What the task requires → Please show every line in the records below that contains the word "marking", copying each such line in full. Case counts.

------------------------------

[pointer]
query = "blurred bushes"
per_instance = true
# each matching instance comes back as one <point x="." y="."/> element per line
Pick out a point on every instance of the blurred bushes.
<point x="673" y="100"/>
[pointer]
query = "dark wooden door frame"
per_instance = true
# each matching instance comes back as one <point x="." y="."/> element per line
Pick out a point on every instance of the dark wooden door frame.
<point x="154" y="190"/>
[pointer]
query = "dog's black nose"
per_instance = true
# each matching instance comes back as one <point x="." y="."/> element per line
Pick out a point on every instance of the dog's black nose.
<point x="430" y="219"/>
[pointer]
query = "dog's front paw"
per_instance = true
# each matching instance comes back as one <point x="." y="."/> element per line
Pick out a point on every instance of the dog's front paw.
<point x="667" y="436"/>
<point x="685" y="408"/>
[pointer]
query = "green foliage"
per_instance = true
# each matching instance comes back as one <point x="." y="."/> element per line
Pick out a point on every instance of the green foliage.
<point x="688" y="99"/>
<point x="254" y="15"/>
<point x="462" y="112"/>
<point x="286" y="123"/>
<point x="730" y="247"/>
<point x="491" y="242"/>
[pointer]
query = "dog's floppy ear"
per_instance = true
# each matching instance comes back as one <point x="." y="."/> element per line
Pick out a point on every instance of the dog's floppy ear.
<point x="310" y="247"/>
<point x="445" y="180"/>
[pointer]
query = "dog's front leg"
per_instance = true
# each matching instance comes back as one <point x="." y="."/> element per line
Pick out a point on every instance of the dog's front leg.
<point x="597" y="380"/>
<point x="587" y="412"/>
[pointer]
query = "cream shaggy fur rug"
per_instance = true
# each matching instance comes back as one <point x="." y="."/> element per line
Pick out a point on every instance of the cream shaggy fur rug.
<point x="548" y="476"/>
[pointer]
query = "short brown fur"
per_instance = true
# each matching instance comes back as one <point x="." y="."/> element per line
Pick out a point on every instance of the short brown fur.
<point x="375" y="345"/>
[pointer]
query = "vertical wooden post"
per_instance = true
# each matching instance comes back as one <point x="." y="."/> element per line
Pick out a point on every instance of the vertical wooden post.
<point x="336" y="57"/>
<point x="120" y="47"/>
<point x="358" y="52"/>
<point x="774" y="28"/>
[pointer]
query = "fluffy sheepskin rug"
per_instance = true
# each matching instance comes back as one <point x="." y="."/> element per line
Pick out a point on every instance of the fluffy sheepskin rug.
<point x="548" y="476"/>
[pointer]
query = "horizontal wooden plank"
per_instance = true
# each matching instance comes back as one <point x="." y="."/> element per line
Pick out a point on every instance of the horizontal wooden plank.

------------------------------

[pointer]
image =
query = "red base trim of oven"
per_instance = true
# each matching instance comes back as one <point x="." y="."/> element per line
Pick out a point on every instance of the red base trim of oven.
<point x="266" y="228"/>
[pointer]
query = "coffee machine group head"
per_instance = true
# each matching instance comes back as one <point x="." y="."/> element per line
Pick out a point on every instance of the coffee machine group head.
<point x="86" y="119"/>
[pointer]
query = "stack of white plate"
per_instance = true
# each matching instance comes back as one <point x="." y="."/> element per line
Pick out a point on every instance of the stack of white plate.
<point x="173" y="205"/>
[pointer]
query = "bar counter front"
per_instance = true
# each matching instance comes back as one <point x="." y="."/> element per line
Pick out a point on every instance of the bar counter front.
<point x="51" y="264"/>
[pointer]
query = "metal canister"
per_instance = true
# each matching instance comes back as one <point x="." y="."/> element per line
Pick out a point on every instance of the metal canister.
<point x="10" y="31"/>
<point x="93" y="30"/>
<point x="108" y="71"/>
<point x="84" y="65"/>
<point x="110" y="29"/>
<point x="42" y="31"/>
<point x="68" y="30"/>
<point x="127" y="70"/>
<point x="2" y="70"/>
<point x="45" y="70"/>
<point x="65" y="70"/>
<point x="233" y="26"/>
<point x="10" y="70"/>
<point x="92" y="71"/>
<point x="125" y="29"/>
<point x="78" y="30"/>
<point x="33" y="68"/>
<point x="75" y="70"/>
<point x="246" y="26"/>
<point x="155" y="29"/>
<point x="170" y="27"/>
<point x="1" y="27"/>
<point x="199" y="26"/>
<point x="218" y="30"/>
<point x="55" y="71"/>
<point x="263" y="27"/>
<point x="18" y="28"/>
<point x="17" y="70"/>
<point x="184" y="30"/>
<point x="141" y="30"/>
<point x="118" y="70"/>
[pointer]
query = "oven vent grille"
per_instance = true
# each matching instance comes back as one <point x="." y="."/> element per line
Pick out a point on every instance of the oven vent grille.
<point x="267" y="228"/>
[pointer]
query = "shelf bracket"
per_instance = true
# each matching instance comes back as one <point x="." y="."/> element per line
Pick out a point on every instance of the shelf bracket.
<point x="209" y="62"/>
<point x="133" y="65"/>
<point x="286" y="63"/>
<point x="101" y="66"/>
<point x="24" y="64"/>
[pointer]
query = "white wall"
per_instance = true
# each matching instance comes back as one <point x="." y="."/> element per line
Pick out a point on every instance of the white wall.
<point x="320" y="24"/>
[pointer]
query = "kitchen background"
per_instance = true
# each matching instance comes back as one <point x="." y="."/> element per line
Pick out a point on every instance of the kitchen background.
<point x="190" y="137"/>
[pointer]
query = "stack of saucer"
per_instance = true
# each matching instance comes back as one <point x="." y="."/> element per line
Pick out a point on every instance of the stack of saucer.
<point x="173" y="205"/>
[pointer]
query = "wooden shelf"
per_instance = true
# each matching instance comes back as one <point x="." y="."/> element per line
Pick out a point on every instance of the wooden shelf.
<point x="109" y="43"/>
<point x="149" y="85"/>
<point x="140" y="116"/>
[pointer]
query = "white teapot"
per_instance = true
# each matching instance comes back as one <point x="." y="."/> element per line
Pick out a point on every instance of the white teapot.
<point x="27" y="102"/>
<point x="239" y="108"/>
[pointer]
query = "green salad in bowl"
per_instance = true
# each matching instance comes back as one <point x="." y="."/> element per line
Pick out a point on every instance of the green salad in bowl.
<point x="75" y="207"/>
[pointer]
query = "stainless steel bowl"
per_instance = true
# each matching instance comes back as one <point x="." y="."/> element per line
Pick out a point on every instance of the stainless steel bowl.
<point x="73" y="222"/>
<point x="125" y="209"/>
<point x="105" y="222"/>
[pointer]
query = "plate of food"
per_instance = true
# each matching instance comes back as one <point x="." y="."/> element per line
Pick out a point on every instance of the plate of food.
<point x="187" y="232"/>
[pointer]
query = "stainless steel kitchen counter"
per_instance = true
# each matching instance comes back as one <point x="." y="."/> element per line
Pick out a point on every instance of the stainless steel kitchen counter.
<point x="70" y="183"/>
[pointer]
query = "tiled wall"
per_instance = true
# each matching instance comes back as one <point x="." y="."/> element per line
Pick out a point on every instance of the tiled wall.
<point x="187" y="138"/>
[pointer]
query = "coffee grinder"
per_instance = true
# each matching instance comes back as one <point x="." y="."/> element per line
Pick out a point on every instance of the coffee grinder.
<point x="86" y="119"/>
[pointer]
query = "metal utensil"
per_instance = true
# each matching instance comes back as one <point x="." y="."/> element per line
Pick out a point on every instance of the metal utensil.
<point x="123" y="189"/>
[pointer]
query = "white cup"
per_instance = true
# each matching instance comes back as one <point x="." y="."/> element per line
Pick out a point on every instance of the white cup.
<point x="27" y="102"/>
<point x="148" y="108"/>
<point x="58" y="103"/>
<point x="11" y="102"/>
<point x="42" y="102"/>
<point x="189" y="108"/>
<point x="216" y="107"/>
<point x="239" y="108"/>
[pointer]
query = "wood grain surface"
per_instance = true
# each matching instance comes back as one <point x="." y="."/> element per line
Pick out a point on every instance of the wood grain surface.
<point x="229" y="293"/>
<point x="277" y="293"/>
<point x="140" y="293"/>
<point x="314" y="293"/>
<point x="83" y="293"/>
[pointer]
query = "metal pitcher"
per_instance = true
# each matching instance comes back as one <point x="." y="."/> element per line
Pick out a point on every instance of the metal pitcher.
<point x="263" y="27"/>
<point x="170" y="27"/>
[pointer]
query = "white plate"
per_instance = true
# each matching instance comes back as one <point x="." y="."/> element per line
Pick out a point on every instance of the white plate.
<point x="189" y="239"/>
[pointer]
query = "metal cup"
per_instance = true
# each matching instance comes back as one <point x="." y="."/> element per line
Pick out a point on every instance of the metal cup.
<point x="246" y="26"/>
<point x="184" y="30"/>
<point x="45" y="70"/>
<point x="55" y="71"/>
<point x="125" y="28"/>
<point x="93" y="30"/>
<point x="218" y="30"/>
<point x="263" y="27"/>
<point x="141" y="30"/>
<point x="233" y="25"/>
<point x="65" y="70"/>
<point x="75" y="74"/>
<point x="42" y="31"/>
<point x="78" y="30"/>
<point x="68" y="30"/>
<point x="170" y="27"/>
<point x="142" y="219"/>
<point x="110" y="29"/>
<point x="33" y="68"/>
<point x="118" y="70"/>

------------------------------

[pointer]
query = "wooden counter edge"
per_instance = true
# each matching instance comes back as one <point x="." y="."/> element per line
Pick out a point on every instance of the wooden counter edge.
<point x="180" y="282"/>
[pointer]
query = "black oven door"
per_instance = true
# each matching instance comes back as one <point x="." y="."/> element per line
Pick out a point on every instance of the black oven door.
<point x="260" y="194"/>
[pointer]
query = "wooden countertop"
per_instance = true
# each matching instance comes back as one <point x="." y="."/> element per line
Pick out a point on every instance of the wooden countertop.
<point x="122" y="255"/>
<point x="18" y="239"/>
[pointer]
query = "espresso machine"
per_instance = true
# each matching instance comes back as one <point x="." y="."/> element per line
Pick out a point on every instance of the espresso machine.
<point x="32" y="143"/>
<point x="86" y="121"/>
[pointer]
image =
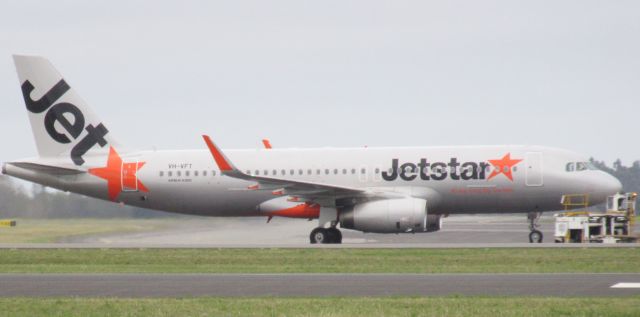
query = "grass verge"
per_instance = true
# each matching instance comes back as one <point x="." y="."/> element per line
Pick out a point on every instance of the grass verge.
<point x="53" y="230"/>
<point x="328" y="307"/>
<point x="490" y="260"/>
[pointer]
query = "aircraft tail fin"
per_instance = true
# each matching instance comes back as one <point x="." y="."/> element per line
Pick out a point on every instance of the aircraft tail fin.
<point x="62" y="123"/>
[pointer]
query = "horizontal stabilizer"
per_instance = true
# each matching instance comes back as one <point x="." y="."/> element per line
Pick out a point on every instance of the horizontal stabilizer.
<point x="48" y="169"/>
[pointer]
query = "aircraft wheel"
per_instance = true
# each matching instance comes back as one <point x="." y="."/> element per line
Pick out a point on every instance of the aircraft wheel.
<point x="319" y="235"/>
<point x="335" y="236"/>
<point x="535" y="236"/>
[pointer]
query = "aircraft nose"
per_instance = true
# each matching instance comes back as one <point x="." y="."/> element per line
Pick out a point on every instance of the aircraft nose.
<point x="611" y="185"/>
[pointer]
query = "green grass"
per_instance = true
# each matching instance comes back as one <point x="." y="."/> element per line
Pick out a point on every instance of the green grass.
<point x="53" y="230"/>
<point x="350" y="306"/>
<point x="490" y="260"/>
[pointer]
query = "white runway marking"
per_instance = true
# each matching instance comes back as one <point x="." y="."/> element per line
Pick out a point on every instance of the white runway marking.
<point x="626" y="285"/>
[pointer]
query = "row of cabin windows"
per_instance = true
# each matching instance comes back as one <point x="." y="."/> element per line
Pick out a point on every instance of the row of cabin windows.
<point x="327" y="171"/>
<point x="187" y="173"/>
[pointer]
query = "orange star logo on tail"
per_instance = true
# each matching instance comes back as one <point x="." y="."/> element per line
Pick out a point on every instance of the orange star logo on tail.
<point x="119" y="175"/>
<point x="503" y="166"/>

------------------------------

Written response →
query = "white runway marking"
Pick out a point on every instance of the white runway marking.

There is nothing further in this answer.